● Teile der Übung
A – Fasse im Text über die Straßenzeitung 20er den Absatz, der mit „Der gleichnamige Platz in Lienz“ beginnt, als kurze Liste zusammen und behalte dabei seine wichtigsten Fakten bei.
B – Gib aus dem Text über die Straßenzeitung 20er den Abschnitt von „Das Dossier der“ bis „3.000 Wohnungen leer!“ unverändert aus.

Die Septemberausgabe der Straßenzeitung 20er ist da! In Osttirol kann man diese bemerkenswerte Publikation im Weltladen in Lienz um 2,80 Euro kaufen, manchmal auch am Eingang von Supermarktfilialen. Das Vertriebsteam des 20er sucht im Bezirk noch nach Menschen in sozial schwieriger Situation, die sich mit dem Verkauf der Straßenzeitung etwas dazuverdienen möchten. Die Hälfte des Verkaufspreises bleibt in der Tasche des Verkäufers bzw. der Verkäuferin.
Inhaltlich liefert das Team rund um Chefredakteurin Rebecca Sandbichler neuerlich den Beweis, dass sich der 20er vom Nischenmedium zu einem Aushängeschild der Tiroler Medienszene entwickelt, einerseits durch einen frischen und kritischen Zugang zu politisch relevanten Themen, andererseits durch einen konsequenten Fokus auf eine unangepasste Gegenwartskultur, die in den Mainstream-Medien oft nur noch als Fußnote Erwähnung findet.
Das Dossier der aktuellen Ausgabe ist dem „Leerstand“ gewidmet, einem Zustand, über den man auch in Osttirol trefflich diskutieren könnte, wenngleich im Gegensatz zum Ballungsraum Innsbruck hier noch recht paradiesische Zustände herrschen. Dort stehen nämlich 3.000 Wohnungen leer!
„Wem gebührt die Ehre“ übertitelt Sabine Wallinger ihren Essay über Straßen, die heute noch nach glühenden Nazis benannt sind. Gibt es in Lienz nicht? Doch! Wer sich den 20er kauft, erfährt einiges über einen Mediziner namens Burghard Breitner und wird sich nach einem Blick auf den Stadtplan von Lienz hoffentlich wundern.
Noch eine Parallele zwischen der Landes- und der Bezirksstadt gefällig? Auch in Innsbruck werden Millionen in eine Platzgestaltung investiert. Um 4,5 Millionen soll der dortige Bozner Platz umgestaltet werden.
Der gleichnamige Platz in Lienz wird 2021 quasi als Vorraum des Hauptplatzes und gemeinsam mit diesem ebenfalls erneuert. In Summe investiert die Stadt in die Neugestaltung der beiden zentralen Plätze mehr als drei Millionen Euro. Unterschied zu Innsbruck? Dort gibt es einen Architektenwettbewerb und eine öffentliche Expertendiskussion. In Lienz wird die Gestaltung hinter verschlossenen Türen vorwiegend von Lokalpolitikern, Stadtbediensteten und Cafetiers ausgetüftelt. Gerade deshalb ist der 20er Artikel von Ivona Jelcic auch für LienzerInnen lesenswert. Titel: „Heißes Pflaster“.

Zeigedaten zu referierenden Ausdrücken
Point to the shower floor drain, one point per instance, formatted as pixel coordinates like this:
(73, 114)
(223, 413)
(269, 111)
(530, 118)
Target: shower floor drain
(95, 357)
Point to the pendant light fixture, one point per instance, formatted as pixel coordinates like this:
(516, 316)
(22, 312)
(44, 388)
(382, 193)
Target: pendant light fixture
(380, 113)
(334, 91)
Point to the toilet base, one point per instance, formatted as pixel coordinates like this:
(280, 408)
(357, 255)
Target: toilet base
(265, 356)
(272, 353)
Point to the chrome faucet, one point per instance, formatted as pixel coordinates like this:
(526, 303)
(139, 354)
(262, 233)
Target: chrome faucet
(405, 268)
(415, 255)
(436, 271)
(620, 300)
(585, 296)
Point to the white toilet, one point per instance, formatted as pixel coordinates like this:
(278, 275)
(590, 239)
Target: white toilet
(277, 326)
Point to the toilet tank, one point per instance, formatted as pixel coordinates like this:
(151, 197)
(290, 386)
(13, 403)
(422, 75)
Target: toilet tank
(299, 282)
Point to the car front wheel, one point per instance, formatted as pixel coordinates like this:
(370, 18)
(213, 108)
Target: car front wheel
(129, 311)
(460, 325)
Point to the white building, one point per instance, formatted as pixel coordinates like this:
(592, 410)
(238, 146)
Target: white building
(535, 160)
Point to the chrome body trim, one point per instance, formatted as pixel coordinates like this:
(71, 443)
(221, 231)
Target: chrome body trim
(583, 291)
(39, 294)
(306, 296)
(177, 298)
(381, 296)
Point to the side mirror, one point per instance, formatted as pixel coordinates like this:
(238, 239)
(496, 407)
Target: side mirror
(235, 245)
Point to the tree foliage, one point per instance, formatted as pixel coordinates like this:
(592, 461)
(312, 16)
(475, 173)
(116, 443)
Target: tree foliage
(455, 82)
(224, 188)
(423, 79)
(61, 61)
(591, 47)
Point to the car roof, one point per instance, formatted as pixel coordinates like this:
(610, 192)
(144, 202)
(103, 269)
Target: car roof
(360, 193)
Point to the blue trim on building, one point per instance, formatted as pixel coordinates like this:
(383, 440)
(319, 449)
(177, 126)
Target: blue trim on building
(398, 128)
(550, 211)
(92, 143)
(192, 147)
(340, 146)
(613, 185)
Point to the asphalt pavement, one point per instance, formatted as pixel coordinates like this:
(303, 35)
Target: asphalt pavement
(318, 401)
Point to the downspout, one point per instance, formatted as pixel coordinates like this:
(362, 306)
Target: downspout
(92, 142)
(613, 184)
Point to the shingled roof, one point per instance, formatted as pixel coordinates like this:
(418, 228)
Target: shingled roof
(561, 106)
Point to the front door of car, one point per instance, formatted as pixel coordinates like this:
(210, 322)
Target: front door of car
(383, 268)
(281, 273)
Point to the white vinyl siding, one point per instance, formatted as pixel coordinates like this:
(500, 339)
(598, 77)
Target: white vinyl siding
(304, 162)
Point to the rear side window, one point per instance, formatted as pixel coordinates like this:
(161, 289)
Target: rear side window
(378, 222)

● Gelöste Aufgaben
A –
- Der Platz in Lienz wird 2021 als Vorraum des Hauptplatzes gemeinsam mit diesem erneuert.
- Die Stadt investiert in die Neugestaltung der beiden zentralen Plätze insgesamt mehr als drei Millionen Euro.
- In Innsbruck gibt es einen Architektenwettbewerb und eine öffentliche Expertendiskussion.
- In Lienz wird die Gestaltung hinter verschlossenen Türen ausgetüftelt, vorwiegend von Lokalpolitikern, Stadtbediensteten und Cafetiers.
- Deshalb ist der 20er-Artikel „Heißes Pflaster“ von Ivona Jelcic auch für LienzerInnen lesenswert.

B –
Das Dossier der aktuellen Ausgabe ist dem „Leerstand“ gewidmet, einem Zustand, über den man auch in Osttirol trefflich diskutieren könnte, wenngleich im Gegensatz zum Ballungsraum Innsbruck hier noch recht paradiesische Zustände herrschen. Dort stehen nämlich 3.000 Wohnungen leer!